** Material provided follows **
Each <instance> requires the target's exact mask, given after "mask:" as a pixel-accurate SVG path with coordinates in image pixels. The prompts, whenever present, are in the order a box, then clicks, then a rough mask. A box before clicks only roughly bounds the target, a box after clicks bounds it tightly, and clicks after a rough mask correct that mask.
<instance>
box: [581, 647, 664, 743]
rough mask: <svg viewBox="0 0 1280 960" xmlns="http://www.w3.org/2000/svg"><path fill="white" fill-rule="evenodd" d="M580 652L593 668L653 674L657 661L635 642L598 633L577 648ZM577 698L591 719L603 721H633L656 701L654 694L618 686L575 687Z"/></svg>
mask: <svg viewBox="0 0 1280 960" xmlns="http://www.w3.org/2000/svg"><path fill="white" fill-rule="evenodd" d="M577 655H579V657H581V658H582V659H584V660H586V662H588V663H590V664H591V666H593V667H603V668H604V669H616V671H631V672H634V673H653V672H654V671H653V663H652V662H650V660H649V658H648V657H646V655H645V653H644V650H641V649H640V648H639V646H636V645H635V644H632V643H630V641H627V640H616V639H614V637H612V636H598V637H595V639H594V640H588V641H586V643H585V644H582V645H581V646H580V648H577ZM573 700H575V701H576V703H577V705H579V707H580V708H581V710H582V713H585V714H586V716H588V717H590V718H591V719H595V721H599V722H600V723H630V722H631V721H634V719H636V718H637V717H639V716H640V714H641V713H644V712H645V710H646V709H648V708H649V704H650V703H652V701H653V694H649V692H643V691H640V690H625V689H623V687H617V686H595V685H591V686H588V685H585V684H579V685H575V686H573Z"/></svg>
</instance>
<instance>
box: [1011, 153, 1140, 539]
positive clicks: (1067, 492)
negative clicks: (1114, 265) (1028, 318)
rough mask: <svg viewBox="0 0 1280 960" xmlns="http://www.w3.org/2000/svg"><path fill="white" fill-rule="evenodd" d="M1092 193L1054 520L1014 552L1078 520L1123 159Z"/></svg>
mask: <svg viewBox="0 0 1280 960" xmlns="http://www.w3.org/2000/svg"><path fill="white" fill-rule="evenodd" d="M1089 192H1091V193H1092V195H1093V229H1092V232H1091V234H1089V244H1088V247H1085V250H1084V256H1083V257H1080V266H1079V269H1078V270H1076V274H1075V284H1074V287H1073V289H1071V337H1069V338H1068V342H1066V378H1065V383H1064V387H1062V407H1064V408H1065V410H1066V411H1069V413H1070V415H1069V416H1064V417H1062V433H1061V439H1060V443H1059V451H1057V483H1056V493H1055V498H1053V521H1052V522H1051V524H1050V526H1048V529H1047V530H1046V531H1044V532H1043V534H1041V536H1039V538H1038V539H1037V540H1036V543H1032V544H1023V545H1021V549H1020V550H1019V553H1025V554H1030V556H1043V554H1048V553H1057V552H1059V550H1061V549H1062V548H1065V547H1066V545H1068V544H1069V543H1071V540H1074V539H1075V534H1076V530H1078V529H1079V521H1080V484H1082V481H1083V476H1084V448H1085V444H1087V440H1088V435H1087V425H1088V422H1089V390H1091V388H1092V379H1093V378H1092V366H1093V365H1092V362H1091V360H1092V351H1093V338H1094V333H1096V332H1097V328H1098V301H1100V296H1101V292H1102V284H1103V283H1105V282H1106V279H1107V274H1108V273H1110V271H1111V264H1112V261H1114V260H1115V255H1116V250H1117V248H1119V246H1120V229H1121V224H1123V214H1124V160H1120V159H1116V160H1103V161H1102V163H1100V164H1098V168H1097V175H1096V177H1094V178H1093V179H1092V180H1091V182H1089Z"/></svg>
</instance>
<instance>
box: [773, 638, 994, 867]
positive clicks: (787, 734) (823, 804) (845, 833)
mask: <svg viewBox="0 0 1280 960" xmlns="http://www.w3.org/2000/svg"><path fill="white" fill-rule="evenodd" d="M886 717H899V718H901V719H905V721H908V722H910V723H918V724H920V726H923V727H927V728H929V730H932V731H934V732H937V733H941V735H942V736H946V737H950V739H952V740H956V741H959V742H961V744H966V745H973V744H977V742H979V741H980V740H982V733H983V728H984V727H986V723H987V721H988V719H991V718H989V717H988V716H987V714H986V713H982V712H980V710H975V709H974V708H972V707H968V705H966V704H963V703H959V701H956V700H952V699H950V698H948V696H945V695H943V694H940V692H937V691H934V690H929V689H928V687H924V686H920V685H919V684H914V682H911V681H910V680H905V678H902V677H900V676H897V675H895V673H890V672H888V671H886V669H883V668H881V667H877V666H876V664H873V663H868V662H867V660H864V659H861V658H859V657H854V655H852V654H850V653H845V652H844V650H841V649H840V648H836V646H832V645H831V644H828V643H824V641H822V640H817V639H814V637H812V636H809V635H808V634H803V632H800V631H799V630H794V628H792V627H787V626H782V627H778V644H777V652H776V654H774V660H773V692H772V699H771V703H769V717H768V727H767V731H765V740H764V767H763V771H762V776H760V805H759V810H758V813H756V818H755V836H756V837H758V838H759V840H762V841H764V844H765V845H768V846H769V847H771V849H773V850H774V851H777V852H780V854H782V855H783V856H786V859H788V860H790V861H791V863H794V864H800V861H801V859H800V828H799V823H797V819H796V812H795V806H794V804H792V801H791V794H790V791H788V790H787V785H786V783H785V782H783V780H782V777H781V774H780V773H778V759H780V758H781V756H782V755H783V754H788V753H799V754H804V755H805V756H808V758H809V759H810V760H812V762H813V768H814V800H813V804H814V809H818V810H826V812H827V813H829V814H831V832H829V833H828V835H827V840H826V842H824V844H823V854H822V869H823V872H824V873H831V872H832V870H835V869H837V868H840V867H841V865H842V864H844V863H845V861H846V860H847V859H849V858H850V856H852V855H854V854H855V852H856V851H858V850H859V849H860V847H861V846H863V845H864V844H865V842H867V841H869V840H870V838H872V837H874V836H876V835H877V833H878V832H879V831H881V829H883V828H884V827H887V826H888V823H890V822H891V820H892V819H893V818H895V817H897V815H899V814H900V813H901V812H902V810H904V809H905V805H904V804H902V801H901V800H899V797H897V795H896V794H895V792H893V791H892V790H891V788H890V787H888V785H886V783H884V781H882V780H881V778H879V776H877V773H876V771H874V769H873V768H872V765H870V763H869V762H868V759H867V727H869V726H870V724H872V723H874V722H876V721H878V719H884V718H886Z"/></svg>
** End of Material provided **
§ What the task requires
An exact, complete copy of the lines above from the one with "193L1054 520L1014 552L1078" through the one with "box: [773, 638, 994, 867]" is the whole answer.

§ Task answer
rough mask: <svg viewBox="0 0 1280 960" xmlns="http://www.w3.org/2000/svg"><path fill="white" fill-rule="evenodd" d="M1092 193L1054 520L1014 552L1078 520L1123 159Z"/></svg>
mask: <svg viewBox="0 0 1280 960" xmlns="http://www.w3.org/2000/svg"><path fill="white" fill-rule="evenodd" d="M1089 192H1091V193H1092V195H1093V229H1092V232H1091V234H1089V244H1088V247H1085V250H1084V256H1083V257H1080V266H1079V269H1078V270H1076V274H1075V284H1074V287H1073V289H1071V337H1069V338H1068V342H1066V378H1065V383H1064V387H1062V407H1064V408H1065V410H1066V411H1069V413H1070V415H1069V416H1064V417H1062V433H1061V439H1060V443H1059V451H1057V483H1056V493H1055V498H1053V521H1052V522H1051V524H1050V526H1048V529H1047V530H1046V531H1044V532H1043V534H1041V536H1039V538H1038V539H1037V540H1036V543H1032V544H1023V545H1021V549H1020V550H1019V553H1025V554H1030V556H1043V554H1048V553H1057V552H1059V550H1061V549H1062V548H1065V547H1066V545H1068V544H1069V543H1071V540H1074V539H1075V534H1076V530H1078V529H1079V521H1080V484H1082V481H1083V476H1084V448H1085V444H1087V440H1088V435H1087V425H1088V422H1089V390H1091V388H1092V379H1093V378H1092V366H1093V365H1092V362H1091V360H1092V351H1093V338H1094V333H1096V332H1097V328H1098V301H1100V296H1101V292H1102V284H1103V283H1105V282H1106V279H1107V274H1108V273H1110V271H1111V264H1112V261H1114V260H1115V255H1116V250H1117V248H1119V246H1120V229H1121V224H1123V214H1124V160H1120V159H1116V160H1103V161H1102V163H1100V164H1098V168H1097V175H1096V177H1094V178H1093V179H1092V180H1091V182H1089Z"/></svg>
</instance>
<instance>
box: [773, 638, 994, 867]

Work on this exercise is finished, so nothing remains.